**Task instructions**
Please answer these questions from the fruit fly epilepsy article, one answer per line:
(a) In which journal did the researchers report their method?
(b) What percentage of flies with two copies of the mutant gene had seizures?
(c) Which human gene carries the GEFS+ mutation that causes febrile seizures?

==== Study text

UC Irvine and Brown University researchers have created a new fruit fly model of inherited epilepsy that’s providing insights into the mechanisms underlying temperature-dependent seizures while establishing a platform from which to develop therapies for these disorders.
In The Journal of Neuroscience, Diane O’Dowd of UCI, Robert Reenan of Brown and colleagues report their method for placing a gene mutation that causes human fever-induced seizures into drosophila fruit flies. As a result, the mutant flies experience heat-induced seizures.
This represents the first time a human genetic disease mutation has been “knocked in” to the equivalent location in the fruit fly genome. The drosophila knock-in model provides a rapid and low-cost basis for defining the neural mechanisms contributing to inherited seizure disorders.
“We can also use this genetic model of human epilepsy in fruit flies to look for new treatments for the disease,” said O’Dowd, professor and chair of developmental & cell biology at UCI.
Fever-induced, or febrile, seizures are most commonly seen in children. Only about one in 100 children with febrile seizures develops epilepsy, and most outgrow them by age 5. In contrast, individuals who have the inherited disorder – termed GEFS+ – have febrile seizures that persist beyond childhood and also often develop seizures in the absence of fever.
Reenan, a biology professor at Brown, and Brown undergraduate Jeff Gilligan used a genetic-exchange research method called “homologous recombination” to insert a mutation into the gene in fruit flies that’s a direct parallel of the GEFS+ mutation in the human SCN1A sodium channel gene that causes febrile seizures in people.
When placed in tubes that were put in warm water, most of the mutant fruit flies began to experience seizures within 20 to 30 seconds. They would fall over, and their wings would flap and their legs twitch for about two minutes while the flies were kept at a high temperature. The researchers found that seizure susceptibility was dose-dependent: Ninety-five percent of the flies with two copies of the mutant gene had seizures, as opposed to 60 percent of those with just one copy. Unaltered control flies did not have temperature-dependent seizures.
To determine the neurological causes of the seizures, O’Dowd, her postdoctoral fellow and lead study author Lei Sun, and UCI colleagues examined neurons in the brains of both mutant and control flies to monitor activity and see how they behaved as the brains were heated. In the mutant flies, they discovered flaws in the functioning of sodium channels.
“What happens is the mutant channels don’t open and close properly,” O’Dowd said. “This effect is amplified at high temperature, and this changes the ability of neurons to generate the appropriate electrical signals, leading to hyperactivity in the brain circuits.”
“With this knowledge, the next step is to use this model to look for drugs that might reduce or eliminate heat-induced seizures,” she added.
In addition to providing insight into the neurology of febrile seizures, the study establishes a new fruit fly model as a viable genetic platform for the study of epilepsy and validates the use of homologous recombination in flies to explore mechanisms underlying other genetically linked diseases.
Ryan Schutte and Vivian Nguyen of UCI and Cynthia Staber of Brown also contributed to the study, which was funded by the National Institutes of Health, Howard Hughes Medical Institute and the Ellison Medical Foundation.

========
==== Data excerpt

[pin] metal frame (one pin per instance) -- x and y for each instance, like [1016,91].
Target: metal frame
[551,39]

========

**Answer to this problem**
(a) The Journal of Neuroscience
(b) Ninety-five percent
(c) The SCN1A sodium channel gene